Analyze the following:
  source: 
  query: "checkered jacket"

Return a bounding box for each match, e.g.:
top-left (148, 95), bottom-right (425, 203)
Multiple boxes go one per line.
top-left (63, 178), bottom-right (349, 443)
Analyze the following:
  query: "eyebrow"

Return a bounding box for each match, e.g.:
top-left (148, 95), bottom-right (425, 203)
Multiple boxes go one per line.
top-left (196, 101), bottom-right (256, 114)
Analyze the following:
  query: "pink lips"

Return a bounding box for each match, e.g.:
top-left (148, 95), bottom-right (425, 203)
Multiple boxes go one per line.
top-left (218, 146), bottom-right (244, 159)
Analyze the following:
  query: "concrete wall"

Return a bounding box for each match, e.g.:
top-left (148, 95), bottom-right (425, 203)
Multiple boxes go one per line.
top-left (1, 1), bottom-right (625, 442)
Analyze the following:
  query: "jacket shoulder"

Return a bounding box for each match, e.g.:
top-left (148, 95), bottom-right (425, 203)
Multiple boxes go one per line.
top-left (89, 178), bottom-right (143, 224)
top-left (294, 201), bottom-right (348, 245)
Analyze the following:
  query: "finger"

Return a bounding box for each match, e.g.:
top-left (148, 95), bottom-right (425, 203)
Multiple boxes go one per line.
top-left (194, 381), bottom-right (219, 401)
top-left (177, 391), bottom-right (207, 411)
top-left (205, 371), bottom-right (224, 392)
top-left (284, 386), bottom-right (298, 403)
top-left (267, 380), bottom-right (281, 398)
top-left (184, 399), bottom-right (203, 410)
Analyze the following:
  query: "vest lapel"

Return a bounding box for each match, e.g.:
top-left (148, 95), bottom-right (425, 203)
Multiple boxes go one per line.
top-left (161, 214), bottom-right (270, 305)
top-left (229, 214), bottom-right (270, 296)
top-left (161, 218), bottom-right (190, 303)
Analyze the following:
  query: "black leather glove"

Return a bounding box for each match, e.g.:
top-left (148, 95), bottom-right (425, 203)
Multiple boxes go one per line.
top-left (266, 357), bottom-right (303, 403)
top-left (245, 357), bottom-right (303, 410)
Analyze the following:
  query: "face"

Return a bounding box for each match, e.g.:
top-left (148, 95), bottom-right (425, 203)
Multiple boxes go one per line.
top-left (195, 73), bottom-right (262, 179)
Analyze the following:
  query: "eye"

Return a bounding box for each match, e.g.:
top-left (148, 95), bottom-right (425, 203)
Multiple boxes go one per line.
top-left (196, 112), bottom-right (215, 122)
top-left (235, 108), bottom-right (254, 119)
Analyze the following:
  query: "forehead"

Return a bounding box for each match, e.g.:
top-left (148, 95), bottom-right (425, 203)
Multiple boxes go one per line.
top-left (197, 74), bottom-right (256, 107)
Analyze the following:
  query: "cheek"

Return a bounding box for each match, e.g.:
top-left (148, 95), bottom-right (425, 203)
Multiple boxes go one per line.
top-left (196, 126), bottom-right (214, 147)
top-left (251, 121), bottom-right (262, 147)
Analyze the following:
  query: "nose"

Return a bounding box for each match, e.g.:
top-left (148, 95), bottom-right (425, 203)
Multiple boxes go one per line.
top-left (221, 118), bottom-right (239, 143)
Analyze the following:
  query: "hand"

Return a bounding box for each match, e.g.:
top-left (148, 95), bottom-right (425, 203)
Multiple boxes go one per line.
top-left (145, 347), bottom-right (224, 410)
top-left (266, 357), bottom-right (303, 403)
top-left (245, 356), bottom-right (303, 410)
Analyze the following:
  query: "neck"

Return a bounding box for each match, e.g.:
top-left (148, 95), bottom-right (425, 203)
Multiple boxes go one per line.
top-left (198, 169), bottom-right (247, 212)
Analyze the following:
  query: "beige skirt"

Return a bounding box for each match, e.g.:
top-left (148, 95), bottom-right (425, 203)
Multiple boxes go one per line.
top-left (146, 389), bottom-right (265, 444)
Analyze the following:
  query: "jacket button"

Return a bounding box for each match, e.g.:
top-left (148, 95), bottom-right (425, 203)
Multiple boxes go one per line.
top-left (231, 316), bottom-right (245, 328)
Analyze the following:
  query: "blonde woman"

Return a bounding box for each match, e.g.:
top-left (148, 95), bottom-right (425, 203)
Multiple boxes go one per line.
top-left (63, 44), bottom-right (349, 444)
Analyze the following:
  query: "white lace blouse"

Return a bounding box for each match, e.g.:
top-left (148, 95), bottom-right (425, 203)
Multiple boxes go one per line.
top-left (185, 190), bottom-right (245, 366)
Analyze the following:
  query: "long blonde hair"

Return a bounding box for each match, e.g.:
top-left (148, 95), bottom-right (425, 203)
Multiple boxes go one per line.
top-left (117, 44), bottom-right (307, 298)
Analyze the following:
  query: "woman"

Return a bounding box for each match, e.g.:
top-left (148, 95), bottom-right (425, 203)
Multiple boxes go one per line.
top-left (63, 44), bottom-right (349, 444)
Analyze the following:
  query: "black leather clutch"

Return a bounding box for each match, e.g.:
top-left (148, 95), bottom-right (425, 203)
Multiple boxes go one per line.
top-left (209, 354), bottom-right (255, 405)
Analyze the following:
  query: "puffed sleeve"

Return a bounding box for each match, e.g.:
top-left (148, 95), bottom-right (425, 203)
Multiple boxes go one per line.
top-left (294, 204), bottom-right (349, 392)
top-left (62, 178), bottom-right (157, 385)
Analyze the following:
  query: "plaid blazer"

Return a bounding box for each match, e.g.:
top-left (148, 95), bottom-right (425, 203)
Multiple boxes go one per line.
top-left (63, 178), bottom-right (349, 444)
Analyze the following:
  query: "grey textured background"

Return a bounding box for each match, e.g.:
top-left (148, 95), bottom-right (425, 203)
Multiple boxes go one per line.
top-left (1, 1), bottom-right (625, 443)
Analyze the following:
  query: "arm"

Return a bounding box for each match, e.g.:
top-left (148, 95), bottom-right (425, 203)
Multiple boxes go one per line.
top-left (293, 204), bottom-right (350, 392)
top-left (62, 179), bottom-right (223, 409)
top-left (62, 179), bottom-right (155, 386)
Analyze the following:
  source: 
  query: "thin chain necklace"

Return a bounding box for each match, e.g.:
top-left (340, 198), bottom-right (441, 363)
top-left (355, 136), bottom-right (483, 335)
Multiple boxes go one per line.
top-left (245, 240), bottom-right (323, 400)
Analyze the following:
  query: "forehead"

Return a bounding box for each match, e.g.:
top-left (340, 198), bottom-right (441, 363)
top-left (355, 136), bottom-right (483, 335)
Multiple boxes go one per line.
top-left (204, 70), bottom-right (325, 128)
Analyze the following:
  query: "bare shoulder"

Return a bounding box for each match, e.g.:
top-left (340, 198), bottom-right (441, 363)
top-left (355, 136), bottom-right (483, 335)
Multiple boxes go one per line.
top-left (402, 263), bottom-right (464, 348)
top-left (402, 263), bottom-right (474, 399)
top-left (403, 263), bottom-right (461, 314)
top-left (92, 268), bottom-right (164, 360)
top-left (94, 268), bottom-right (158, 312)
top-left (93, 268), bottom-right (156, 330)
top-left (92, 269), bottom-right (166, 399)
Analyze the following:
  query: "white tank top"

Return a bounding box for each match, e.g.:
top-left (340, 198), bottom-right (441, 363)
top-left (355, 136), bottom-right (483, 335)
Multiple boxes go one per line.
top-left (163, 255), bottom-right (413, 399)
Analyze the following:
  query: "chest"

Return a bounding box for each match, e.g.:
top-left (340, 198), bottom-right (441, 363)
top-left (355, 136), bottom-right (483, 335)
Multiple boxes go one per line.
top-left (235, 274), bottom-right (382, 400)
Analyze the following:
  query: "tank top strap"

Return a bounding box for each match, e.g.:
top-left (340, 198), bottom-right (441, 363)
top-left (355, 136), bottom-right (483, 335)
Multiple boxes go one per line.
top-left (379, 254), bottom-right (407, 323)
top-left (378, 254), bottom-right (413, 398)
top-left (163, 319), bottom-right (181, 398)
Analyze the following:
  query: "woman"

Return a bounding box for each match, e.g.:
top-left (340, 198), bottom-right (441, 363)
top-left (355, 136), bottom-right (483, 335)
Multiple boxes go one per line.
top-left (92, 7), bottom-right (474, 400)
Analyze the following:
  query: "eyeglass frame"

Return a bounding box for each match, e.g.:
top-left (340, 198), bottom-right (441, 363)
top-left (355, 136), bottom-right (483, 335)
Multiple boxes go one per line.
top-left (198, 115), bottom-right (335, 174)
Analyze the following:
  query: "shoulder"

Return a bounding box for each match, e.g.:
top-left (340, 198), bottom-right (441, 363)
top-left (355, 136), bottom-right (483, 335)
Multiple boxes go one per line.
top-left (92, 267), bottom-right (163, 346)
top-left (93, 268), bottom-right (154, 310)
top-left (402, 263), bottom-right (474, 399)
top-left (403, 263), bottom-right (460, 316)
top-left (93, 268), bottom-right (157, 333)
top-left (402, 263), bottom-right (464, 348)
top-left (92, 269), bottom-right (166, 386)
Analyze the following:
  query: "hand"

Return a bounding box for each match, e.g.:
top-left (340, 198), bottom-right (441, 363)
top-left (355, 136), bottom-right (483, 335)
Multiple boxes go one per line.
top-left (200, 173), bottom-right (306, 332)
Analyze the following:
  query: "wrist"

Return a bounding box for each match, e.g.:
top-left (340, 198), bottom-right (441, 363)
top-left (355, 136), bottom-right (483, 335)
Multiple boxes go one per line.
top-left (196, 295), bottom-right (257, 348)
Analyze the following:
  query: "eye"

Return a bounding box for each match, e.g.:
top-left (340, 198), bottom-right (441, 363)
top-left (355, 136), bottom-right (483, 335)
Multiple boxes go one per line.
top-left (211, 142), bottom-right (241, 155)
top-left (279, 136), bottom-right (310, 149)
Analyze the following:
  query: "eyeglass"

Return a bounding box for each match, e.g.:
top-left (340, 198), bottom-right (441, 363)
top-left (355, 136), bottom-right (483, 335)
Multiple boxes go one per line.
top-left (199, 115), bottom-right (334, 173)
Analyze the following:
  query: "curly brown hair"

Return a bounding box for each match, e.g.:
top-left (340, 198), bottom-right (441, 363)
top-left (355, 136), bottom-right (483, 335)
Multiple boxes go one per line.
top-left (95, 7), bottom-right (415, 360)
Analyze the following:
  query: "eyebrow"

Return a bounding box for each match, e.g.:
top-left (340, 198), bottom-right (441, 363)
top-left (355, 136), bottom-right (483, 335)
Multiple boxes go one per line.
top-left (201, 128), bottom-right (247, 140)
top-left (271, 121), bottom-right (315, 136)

-*-*-

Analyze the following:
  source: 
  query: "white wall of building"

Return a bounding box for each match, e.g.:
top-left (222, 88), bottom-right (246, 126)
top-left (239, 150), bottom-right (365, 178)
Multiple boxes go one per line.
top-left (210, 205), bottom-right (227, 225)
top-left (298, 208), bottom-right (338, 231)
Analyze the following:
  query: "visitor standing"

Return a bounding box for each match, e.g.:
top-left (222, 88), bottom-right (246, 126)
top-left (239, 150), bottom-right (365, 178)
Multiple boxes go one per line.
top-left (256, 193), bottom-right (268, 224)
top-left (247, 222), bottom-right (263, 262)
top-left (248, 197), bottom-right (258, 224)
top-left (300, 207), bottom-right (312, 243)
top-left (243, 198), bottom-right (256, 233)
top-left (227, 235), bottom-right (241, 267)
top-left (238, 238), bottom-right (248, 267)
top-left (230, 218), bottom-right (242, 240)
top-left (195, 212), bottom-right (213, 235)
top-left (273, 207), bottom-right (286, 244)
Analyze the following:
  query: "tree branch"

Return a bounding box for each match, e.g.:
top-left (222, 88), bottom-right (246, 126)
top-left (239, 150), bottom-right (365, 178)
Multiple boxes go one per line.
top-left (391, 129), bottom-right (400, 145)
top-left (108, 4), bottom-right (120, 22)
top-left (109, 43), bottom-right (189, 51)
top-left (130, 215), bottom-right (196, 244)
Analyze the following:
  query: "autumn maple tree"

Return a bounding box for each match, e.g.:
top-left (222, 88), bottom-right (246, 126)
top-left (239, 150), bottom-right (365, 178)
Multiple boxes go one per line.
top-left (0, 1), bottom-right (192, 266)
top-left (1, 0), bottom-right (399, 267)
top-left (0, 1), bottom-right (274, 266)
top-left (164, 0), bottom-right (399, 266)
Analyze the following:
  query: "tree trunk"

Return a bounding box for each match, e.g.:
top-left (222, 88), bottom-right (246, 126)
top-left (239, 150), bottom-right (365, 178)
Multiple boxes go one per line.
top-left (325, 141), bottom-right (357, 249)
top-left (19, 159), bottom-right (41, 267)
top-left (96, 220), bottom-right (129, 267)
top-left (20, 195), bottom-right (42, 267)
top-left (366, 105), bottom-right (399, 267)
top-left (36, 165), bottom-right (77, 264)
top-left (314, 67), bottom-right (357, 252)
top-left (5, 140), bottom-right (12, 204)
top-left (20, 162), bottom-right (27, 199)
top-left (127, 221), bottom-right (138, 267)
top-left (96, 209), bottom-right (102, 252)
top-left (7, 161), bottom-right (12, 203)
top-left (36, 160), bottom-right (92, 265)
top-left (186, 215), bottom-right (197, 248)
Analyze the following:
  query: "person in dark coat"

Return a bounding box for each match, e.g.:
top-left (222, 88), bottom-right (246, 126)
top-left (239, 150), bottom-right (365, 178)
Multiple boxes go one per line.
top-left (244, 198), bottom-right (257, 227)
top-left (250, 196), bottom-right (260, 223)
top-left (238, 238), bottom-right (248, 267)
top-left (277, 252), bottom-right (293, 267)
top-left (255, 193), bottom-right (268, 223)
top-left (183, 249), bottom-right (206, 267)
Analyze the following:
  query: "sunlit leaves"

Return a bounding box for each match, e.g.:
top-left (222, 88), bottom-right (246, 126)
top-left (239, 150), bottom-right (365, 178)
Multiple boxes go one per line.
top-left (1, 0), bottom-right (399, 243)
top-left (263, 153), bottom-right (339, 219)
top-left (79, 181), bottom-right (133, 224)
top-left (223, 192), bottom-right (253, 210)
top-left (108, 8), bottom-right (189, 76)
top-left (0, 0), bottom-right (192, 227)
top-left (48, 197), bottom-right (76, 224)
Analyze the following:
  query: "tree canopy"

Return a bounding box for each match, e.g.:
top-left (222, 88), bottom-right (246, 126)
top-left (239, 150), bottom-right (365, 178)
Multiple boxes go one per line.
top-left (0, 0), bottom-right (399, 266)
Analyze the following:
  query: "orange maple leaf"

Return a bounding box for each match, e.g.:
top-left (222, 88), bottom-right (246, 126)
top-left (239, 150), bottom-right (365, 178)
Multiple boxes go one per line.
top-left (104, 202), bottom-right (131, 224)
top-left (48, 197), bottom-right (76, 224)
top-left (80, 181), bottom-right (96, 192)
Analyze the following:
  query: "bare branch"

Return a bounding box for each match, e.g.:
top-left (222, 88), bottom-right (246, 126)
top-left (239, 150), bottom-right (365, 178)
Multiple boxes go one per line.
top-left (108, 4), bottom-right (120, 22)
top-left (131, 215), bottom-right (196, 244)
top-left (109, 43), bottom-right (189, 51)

-*-*-

EXERCISE REQUIREMENTS: Each line of the data that contains "hair" should be counted; please give only the number.

FINISHED EXERCISE: 2